Tally the lines in the material below that contain the string "above", with case counted, and give only the number.

[Start of DATASET RECORDS]

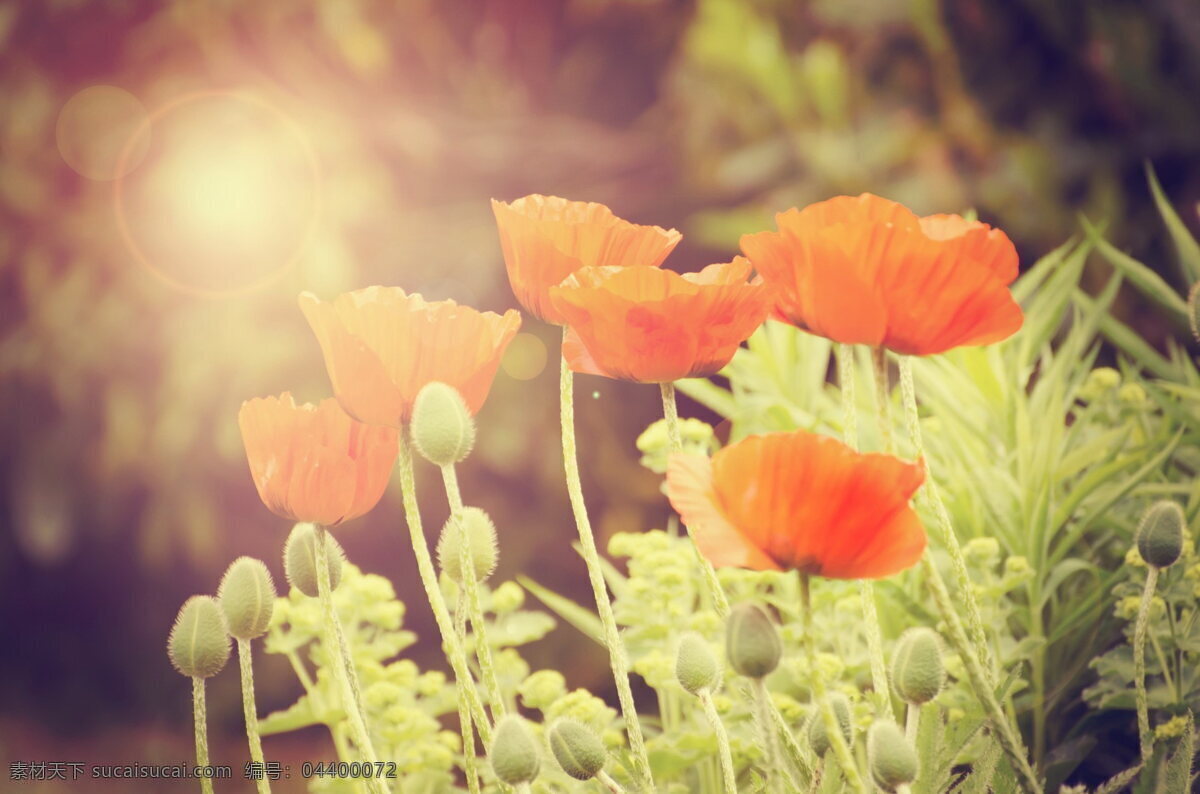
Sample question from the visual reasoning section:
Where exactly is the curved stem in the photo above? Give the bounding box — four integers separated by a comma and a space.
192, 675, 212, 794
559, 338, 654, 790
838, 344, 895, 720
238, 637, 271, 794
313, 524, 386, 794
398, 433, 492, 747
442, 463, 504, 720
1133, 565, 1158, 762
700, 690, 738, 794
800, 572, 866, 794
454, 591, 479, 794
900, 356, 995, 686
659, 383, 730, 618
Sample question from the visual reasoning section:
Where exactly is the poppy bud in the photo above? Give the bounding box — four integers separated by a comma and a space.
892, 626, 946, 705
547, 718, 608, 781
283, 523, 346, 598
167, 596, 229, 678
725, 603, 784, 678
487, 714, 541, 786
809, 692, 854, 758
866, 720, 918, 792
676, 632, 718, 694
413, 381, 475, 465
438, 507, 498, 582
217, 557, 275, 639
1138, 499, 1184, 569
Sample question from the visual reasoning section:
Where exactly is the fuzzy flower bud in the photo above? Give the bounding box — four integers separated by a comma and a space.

[End of DATASET RECORDS]

• ANSWER TO THE TASK:
3